INSTRUCTIONS FOR THE TASK :: Extract every line of the entries below and reproduce each one without any change.

········

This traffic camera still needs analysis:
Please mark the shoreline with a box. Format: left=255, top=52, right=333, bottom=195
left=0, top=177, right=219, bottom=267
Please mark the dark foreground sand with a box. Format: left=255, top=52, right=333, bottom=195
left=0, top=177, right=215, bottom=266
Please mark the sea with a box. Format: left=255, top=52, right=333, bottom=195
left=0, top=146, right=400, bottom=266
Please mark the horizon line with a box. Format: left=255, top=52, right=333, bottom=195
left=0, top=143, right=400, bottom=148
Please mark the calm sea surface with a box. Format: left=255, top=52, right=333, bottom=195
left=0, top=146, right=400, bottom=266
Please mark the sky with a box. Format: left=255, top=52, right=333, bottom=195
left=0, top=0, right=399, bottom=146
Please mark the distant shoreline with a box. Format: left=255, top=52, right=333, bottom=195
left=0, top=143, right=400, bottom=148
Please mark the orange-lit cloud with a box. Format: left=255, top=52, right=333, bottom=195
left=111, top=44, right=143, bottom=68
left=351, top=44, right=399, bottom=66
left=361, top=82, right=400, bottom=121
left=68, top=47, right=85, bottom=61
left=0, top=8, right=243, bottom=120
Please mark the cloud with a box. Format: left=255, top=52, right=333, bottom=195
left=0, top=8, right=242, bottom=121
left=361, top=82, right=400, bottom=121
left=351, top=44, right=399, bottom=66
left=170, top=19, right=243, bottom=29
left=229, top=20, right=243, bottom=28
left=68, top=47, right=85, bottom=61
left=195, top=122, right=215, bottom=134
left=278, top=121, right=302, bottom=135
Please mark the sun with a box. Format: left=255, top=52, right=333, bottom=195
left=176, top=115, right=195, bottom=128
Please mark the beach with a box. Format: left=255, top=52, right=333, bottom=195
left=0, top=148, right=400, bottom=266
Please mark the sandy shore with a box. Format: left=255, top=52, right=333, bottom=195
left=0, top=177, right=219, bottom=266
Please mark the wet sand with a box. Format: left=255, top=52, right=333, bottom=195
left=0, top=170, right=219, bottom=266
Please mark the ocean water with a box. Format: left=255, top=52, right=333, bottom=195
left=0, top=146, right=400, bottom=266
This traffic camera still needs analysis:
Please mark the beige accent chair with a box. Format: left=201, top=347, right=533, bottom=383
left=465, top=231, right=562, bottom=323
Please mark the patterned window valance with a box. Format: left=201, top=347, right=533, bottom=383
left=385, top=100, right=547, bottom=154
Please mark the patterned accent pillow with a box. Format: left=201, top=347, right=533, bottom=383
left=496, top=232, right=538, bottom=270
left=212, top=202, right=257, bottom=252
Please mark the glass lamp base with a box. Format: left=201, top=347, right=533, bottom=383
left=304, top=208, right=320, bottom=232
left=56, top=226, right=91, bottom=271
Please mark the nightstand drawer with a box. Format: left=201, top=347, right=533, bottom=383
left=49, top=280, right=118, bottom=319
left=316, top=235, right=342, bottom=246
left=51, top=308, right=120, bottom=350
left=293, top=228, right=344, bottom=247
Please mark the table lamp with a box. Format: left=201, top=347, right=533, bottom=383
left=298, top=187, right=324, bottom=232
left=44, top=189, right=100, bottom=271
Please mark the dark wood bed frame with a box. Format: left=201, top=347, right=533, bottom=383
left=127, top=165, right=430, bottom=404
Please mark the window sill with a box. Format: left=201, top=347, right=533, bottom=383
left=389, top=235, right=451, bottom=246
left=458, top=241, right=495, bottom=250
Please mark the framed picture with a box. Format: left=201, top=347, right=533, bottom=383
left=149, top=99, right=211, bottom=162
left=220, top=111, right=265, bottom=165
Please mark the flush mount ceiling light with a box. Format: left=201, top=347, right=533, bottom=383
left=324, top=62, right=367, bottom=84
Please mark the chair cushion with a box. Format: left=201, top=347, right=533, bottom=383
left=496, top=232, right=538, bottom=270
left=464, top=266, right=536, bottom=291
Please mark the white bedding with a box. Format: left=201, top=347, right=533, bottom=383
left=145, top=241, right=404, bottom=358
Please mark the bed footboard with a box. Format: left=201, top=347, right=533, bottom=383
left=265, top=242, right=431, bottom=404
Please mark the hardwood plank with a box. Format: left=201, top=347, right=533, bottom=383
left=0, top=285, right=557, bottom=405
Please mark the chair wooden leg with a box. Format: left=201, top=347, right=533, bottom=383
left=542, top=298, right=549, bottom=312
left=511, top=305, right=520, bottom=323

········

FULL RESPONSE ::
This traffic camera still needs analysis:
Please mark the shoreline with a box. Format: left=255, top=52, right=333, bottom=195
left=0, top=177, right=219, bottom=267
Please mark the dark foreground sand with a box. Format: left=255, top=52, right=333, bottom=195
left=0, top=177, right=215, bottom=266
Please mark the sea with a box. Format: left=255, top=52, right=333, bottom=195
left=0, top=146, right=400, bottom=266
Please mark the horizon line with a box. Format: left=255, top=52, right=333, bottom=195
left=0, top=143, right=400, bottom=148
Please mark the calm sea surface with a box. Format: left=255, top=52, right=333, bottom=195
left=0, top=146, right=400, bottom=266
Please mark the sky with a box. Format: left=255, top=52, right=333, bottom=195
left=0, top=0, right=399, bottom=146
Please mark the distant shoreline with a box. Format: left=255, top=52, right=333, bottom=195
left=0, top=143, right=400, bottom=148
Please mark the orange-lit cloud with a box. Format: left=255, top=52, right=333, bottom=195
left=111, top=44, right=143, bottom=68
left=351, top=44, right=399, bottom=66
left=361, top=82, right=400, bottom=121
left=68, top=47, right=85, bottom=61
left=0, top=8, right=243, bottom=120
Please mark the cloud with a box. Format: left=255, top=52, right=333, bottom=195
left=0, top=8, right=242, bottom=121
left=361, top=82, right=400, bottom=121
left=351, top=44, right=399, bottom=66
left=170, top=19, right=243, bottom=29
left=229, top=20, right=243, bottom=28
left=68, top=47, right=85, bottom=61
left=195, top=122, right=215, bottom=134
left=278, top=121, right=302, bottom=135
Please mark the sun with a box. Format: left=255, top=52, right=333, bottom=195
left=176, top=115, right=195, bottom=128
Please mark the beach with a box. Format: left=255, top=52, right=333, bottom=195
left=0, top=148, right=400, bottom=266
Please mark the sandy shore with a box. Format: left=255, top=52, right=333, bottom=195
left=0, top=177, right=219, bottom=266
Please mark the wet sand with a box. Format: left=255, top=52, right=333, bottom=195
left=0, top=170, right=219, bottom=266
Please mark the ocean water with a box. Format: left=255, top=52, right=333, bottom=195
left=0, top=146, right=400, bottom=266
This traffic camera still needs analysis:
Please mark the beige accent chair with a box. Format: left=201, top=347, right=533, bottom=383
left=465, top=231, right=562, bottom=323
Please mark the patterned window valance with a box. Format: left=201, top=347, right=533, bottom=383
left=385, top=100, right=547, bottom=154
Please mark the patterned accent pillow with a box. Format: left=201, top=347, right=533, bottom=383
left=496, top=232, right=538, bottom=270
left=212, top=202, right=257, bottom=252
Please mark the glass lamp base with a box. Format: left=201, top=347, right=533, bottom=383
left=304, top=208, right=320, bottom=232
left=56, top=226, right=91, bottom=271
Please mark the nightstand drawer with a box. Format: left=201, top=347, right=533, bottom=383
left=49, top=280, right=118, bottom=319
left=316, top=235, right=342, bottom=246
left=51, top=308, right=120, bottom=350
left=293, top=228, right=344, bottom=247
Please mark the table lamp with a box. Format: left=201, top=347, right=533, bottom=383
left=298, top=187, right=324, bottom=232
left=44, top=189, right=100, bottom=271
Please mark the dark wood bed frame with a box. Format: left=201, top=347, right=533, bottom=383
left=127, top=165, right=430, bottom=404
Please mark the window sill with a box. Format: left=201, top=347, right=533, bottom=383
left=389, top=235, right=451, bottom=246
left=458, top=241, right=495, bottom=250
Please mark the framed picture with a box. Format: left=201, top=347, right=533, bottom=383
left=149, top=99, right=211, bottom=162
left=220, top=111, right=265, bottom=165
Please mark the flush mount ceiling light with a box. Format: left=201, top=347, right=533, bottom=383
left=324, top=62, right=367, bottom=84
Please mark the chair cushion with a box. Format: left=201, top=347, right=533, bottom=383
left=496, top=232, right=538, bottom=270
left=464, top=266, right=536, bottom=291
Please mark the white bedding with a box. Format: left=201, top=347, right=533, bottom=383
left=145, top=241, right=404, bottom=358
Please mark the bed footboard with a box. Format: left=201, top=347, right=533, bottom=383
left=265, top=242, right=431, bottom=404
Please mark the hardwood plank with a box. Format: left=201, top=347, right=533, bottom=383
left=0, top=285, right=557, bottom=405
Please mark the chair wooden leg with a box. Format: left=201, top=347, right=533, bottom=383
left=542, top=298, right=549, bottom=312
left=511, top=305, right=520, bottom=323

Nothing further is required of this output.